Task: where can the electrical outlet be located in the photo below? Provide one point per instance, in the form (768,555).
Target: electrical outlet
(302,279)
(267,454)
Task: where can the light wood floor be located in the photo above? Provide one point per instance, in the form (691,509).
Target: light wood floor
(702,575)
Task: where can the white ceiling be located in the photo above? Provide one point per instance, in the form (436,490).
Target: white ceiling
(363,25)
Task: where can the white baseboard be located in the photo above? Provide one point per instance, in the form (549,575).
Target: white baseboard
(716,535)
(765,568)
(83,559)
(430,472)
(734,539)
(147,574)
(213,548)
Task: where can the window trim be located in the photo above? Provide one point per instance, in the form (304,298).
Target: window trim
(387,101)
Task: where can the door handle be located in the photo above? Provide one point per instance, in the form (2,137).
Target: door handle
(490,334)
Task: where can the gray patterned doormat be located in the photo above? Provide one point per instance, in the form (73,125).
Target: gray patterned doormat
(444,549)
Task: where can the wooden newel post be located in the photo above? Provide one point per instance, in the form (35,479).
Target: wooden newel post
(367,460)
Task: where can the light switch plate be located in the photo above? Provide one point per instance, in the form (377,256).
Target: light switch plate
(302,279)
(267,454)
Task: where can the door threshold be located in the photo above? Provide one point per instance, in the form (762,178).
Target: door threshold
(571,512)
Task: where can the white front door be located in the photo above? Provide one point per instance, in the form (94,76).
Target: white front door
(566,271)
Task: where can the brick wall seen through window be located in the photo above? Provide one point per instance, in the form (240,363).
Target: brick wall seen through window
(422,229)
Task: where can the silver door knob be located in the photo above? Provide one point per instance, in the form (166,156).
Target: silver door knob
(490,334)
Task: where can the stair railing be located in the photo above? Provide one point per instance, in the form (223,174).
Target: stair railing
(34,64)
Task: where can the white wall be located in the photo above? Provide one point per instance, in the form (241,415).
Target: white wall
==*==
Beginning at the line containing "Task: where can the wooden", repeat each line exactly through the last line of the entries, and include no other lines.

Task: where can the wooden newel post be located in the photo above? Provide one point per instance, in the form (35,479).
Target: wooden newel post
(367,460)
Task: where can the light switch plate be located in the photo above? Provide one point per instance, in the form (377,256).
Target: light switch plate
(302,279)
(267,454)
Task: where can the door threshold be located in the photo above? Provide one point per instance, in the form (762,178).
Target: door threshold
(571,512)
Task: where can the white front door be located in the photo above? Provide one point per instance, in the form (94,76).
Target: white front door
(566,271)
Task: where can the brick wall seen through window be located in the photo above? Provide one point per instance, in the form (240,363).
Target: brick wall seen through window
(422,229)
Task: where can the silver door knob be located in the photo above? Provide one point per instance, in the form (166,156).
Target: silver door knob
(490,334)
Task: where can the stair railing be located in the photo above? Provide one point per instance, in the form (223,174).
Target: stair railing
(34,64)
Task: where can the white wall be located in the photo above? Provide one point per instance, in the form (241,415).
Target: white wall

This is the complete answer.